+++ SUPPLIED INFORMATION
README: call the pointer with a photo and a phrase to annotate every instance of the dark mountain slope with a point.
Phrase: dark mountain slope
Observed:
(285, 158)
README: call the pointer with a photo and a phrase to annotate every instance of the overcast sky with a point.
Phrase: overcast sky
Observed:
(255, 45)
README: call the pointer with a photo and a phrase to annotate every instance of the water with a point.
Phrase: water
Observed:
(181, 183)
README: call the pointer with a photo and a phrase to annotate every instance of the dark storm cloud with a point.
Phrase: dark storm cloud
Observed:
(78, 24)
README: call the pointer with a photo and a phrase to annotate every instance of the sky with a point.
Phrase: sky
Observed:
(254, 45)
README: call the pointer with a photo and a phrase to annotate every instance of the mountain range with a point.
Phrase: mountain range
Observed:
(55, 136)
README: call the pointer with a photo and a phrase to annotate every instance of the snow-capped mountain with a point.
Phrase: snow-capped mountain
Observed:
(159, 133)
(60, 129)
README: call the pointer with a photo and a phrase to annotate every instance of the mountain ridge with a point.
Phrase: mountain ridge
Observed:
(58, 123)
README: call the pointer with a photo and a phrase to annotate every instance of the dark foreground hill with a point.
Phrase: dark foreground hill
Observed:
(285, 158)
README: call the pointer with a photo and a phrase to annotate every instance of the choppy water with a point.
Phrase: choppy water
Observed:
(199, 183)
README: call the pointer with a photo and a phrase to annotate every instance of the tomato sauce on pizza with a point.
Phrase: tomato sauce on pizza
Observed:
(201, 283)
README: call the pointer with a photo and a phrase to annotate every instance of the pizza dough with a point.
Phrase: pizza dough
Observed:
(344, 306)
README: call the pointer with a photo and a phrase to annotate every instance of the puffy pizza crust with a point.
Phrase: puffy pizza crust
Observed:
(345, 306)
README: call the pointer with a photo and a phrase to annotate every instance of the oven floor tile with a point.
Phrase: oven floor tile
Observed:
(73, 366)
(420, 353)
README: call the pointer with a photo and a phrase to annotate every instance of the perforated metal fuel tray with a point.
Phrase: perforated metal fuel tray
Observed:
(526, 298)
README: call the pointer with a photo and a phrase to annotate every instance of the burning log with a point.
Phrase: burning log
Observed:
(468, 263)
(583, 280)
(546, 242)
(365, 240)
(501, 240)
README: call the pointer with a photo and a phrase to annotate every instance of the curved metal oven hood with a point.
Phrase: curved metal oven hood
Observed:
++++++
## EXERCISE OBJECTIVE
Print out the data exactly once more.

## SOLUTION
README: call the pointer with a photo and a phrase to annotate every instance of the dark mountain slope with a point.
Phrase: dark mountain slope
Observed:
(285, 158)
README: call the pointer with a photo and a phrase to annotate every instance of the overcast sky with a point.
Phrase: overcast sky
Observed:
(255, 45)
README: call the pointer with a photo and a phrase to annotate every instance of the water with a point.
Phrase: water
Observed:
(181, 183)
README: call the pointer with a photo and a phrase to annotate every instance of the dark storm cloud with a point.
Phrase: dark storm cloud
Observed:
(78, 24)
README: call the pointer with a photo and a phrase to annotate every instance of the sky with a point.
Phrase: sky
Observed:
(254, 45)
README: call the pointer with a photo and a phrase to annotate every instance of the mountain range with a point.
Phrase: mountain range
Observed:
(55, 136)
README: call the pointer with a photo and a phrase to annotate every instance of the snow-capped mountain with a point.
Phrase: snow-capped mountain
Observed:
(159, 133)
(60, 129)
README: call the pointer with a photo and a phrase to annotate every instance of the mountain ridge with a point.
Phrase: mountain ridge
Observed:
(58, 123)
README: call the pointer with a photo and a phrase to annotate every instance of the dark foreground hill with a point.
Phrase: dark foreground hill
Observed:
(285, 158)
README: call the pointer with a photo and a phrase to annotate every instance of the choppy water with a point.
Phrase: choppy water
Observed:
(199, 183)
README: call the pointer with a photo and a phrase to annotate every instance of the tomato sauce on pizza with a point.
Phrase: tomato sauce on pizza
Observed:
(201, 283)
README: call the pointer with a photo and a phrase to annotate every instance of the pizza dough with a point.
Phrase: pizza dough
Observed:
(344, 306)
README: call the pointer with a photo and a phrase to annotate every instance of the puffy pizza crust with a point.
Phrase: puffy pizza crust
Observed:
(345, 306)
README: call the pointer with a photo and a phrase to annotate every instance of the oven floor tile with a point.
Phrase: oven floor tile
Observed:
(73, 366)
(420, 353)
README: call the pointer with a photo and a phrase to annotate every instance of the perforated metal fuel tray with a point.
Phrase: perforated metal fuel tray
Observed:
(526, 298)
README: call the pointer with a photo and a phrase to annotate every instance of the burning log with a point.
Phrase: burning log
Observed:
(468, 263)
(583, 280)
(546, 242)
(365, 240)
(501, 240)
README: call the pointer with a photo and a phrase to annotate every instance of the curved metal oven hood with a point.
Phrase: curved metal oven hood
Observed:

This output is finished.